Update the records from the line with "request | drop a dot on each instance of the wrist" up to and including the line with "[(745, 338)]" by replacing "wrist" with "forearm". Leave everything else unchanged.
--- START The input ---
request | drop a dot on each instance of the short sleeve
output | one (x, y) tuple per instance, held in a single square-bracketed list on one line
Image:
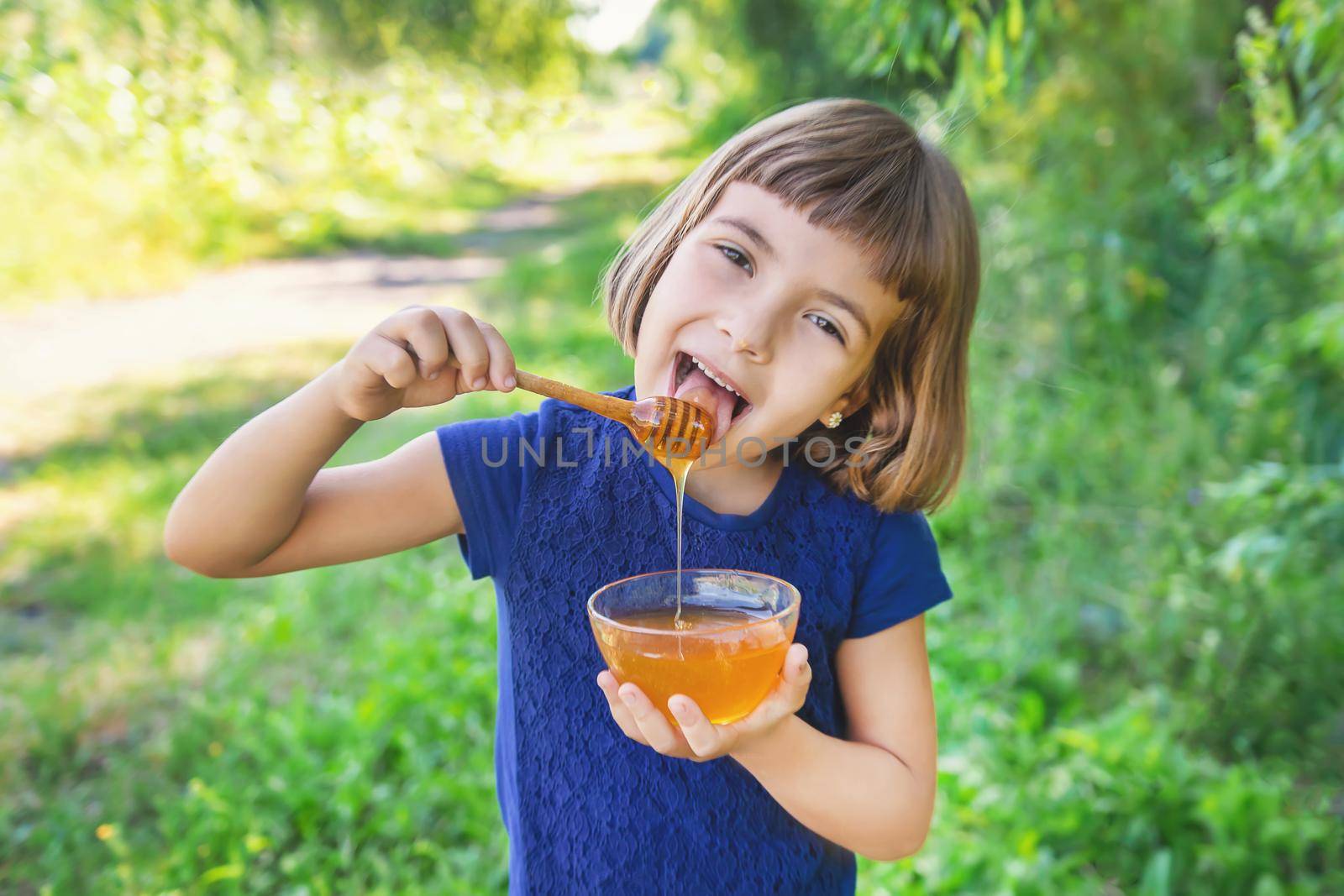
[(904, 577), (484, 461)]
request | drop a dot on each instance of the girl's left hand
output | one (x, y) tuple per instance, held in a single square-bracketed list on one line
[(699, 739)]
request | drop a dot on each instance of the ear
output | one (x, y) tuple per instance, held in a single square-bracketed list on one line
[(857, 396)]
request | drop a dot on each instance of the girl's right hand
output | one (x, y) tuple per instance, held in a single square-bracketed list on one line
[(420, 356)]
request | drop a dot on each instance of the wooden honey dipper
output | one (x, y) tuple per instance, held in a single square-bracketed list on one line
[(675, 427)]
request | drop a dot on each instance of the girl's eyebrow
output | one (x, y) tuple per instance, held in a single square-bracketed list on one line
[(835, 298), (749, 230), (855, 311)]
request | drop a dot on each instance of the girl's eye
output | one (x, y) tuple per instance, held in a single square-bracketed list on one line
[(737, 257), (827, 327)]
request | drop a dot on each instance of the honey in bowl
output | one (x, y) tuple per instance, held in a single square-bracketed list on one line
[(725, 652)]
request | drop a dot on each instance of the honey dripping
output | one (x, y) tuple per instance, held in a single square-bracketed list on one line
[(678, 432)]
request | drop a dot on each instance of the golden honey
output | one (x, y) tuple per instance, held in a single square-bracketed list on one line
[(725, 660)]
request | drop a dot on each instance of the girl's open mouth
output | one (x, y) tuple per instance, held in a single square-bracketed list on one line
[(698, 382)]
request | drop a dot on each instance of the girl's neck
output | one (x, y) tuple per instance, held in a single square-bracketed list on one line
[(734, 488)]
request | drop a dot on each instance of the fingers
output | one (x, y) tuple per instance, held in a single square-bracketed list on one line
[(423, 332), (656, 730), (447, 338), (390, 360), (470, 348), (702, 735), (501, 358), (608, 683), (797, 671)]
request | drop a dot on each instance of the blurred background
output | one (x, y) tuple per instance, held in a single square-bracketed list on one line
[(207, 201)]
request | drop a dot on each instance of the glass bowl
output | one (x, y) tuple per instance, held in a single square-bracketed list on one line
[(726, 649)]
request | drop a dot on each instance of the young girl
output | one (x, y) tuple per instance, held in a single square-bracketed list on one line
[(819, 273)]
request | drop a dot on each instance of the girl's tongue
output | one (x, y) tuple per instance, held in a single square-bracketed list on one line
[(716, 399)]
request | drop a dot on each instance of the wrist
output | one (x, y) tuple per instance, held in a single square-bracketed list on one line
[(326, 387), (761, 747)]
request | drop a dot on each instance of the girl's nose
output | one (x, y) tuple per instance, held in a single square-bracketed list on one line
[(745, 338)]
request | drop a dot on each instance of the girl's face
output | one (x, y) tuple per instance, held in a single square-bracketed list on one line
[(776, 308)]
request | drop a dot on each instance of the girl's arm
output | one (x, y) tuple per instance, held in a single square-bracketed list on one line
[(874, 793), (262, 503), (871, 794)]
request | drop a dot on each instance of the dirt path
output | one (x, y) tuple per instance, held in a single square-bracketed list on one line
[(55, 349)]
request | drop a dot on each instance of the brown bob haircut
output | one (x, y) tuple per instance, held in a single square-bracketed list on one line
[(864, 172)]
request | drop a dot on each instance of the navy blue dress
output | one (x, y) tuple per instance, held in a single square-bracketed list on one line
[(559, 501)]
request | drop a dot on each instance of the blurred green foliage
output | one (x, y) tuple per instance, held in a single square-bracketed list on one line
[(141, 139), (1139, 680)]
--- END The input ---
--- START The input ---
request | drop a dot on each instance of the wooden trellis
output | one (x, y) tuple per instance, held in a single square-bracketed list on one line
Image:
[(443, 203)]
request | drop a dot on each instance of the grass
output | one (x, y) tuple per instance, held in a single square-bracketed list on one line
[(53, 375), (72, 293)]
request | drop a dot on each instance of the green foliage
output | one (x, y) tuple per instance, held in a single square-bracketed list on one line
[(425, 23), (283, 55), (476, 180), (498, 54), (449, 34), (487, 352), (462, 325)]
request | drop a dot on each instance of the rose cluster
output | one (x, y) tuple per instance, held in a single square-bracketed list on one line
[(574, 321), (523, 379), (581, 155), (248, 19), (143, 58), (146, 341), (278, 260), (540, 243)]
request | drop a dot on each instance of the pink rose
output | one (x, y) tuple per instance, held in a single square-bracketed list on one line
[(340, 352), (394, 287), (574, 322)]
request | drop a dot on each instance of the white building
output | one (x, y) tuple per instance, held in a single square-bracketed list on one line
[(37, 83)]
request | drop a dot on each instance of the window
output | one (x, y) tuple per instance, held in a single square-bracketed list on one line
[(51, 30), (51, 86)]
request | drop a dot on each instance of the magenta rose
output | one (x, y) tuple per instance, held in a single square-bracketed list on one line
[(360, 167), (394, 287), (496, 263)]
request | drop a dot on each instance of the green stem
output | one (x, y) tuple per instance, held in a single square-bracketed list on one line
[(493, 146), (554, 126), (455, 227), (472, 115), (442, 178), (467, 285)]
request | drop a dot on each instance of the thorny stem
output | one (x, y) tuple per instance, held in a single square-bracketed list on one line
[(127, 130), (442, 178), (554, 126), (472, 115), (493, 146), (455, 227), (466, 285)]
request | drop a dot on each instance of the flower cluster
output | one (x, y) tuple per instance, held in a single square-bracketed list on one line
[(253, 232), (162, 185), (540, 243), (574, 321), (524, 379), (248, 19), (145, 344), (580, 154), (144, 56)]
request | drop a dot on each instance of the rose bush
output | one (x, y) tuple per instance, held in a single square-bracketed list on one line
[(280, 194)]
--- END The input ---
--- START The input ---
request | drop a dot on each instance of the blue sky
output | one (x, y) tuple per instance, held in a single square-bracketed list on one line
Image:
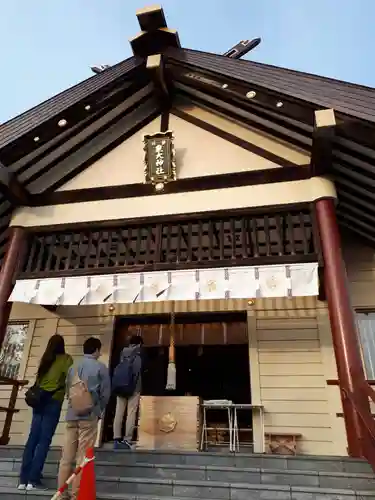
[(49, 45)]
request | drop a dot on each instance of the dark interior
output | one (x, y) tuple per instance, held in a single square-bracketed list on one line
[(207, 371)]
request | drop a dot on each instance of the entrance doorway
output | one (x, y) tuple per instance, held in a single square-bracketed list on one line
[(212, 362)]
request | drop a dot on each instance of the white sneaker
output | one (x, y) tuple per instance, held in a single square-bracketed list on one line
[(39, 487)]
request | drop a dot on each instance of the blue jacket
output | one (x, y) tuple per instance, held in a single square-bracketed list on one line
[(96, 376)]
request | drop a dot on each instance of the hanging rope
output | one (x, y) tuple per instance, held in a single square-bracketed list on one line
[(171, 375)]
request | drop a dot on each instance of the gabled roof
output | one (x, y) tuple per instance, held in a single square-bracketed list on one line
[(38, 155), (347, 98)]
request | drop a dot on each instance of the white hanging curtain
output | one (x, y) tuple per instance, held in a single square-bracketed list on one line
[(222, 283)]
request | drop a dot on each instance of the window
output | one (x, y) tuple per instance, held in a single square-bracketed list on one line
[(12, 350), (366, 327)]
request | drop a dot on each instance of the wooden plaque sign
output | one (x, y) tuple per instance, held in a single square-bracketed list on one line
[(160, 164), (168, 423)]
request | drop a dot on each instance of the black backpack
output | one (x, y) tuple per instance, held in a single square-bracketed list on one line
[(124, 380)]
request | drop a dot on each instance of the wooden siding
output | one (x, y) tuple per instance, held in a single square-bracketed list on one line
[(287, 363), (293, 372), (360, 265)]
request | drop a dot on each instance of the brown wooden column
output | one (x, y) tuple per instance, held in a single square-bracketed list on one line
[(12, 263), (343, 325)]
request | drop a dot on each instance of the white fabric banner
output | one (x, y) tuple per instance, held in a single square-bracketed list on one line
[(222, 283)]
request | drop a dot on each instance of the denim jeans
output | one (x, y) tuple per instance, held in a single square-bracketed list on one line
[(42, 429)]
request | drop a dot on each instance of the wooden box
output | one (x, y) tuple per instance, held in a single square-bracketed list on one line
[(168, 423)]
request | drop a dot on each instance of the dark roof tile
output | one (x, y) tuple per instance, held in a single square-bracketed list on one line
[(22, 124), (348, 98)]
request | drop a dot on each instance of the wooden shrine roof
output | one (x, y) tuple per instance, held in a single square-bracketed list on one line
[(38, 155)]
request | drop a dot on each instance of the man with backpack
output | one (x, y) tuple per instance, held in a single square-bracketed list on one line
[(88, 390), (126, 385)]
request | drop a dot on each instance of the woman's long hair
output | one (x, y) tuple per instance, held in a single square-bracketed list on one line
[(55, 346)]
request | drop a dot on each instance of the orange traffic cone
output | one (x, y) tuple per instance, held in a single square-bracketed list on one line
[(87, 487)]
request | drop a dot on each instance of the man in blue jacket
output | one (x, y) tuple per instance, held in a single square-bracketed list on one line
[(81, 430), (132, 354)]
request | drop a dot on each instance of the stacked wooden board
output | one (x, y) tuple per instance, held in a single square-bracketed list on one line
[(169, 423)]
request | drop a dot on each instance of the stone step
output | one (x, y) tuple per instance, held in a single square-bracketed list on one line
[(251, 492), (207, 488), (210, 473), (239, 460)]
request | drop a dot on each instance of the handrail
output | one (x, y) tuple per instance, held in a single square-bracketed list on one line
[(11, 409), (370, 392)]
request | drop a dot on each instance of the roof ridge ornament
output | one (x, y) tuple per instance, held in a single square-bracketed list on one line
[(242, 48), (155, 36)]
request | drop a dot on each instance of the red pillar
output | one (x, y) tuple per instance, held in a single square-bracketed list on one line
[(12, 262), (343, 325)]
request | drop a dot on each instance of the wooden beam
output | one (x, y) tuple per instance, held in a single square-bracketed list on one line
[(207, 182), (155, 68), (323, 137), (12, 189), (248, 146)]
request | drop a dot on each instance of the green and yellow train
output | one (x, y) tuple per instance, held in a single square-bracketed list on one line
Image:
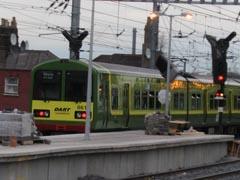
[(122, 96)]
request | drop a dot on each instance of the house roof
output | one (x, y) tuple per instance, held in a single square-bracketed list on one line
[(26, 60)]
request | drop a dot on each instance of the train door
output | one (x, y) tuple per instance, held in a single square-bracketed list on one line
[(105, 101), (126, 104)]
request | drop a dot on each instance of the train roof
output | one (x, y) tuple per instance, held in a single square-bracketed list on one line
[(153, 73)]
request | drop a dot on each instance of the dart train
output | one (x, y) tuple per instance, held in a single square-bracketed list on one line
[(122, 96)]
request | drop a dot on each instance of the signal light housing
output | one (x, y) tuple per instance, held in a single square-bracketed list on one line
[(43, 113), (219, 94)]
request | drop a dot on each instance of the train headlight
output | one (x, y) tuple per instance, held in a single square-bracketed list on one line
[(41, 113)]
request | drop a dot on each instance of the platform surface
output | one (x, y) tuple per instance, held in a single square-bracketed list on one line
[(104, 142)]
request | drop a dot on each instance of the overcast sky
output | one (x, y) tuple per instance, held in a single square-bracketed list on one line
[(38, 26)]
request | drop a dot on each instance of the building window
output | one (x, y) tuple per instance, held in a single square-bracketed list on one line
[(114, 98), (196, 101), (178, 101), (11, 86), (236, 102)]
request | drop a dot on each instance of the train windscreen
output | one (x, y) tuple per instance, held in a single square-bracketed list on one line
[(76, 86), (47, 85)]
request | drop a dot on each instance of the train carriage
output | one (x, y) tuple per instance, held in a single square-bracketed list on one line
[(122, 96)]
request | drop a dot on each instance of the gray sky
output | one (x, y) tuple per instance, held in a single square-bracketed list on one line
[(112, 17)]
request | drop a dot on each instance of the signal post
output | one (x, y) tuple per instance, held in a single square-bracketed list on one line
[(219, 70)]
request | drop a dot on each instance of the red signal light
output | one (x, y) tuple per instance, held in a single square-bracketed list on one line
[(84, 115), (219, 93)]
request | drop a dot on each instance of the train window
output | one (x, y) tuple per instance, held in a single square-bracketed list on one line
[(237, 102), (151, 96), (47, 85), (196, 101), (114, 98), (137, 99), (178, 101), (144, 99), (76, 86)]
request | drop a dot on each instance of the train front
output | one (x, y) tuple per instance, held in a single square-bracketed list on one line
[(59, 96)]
--- END The input ---
The output:
request | drop a dot on each instance of the forearm
output | one (x, y) tuple per instance, held in a single square-bracketed list on one line
[(326, 387), (761, 747)]
request | drop a dot on each instance of the girl's nose
output | one (x, y) tuple per instance, held in a single square-bracketed list on one line
[(745, 338)]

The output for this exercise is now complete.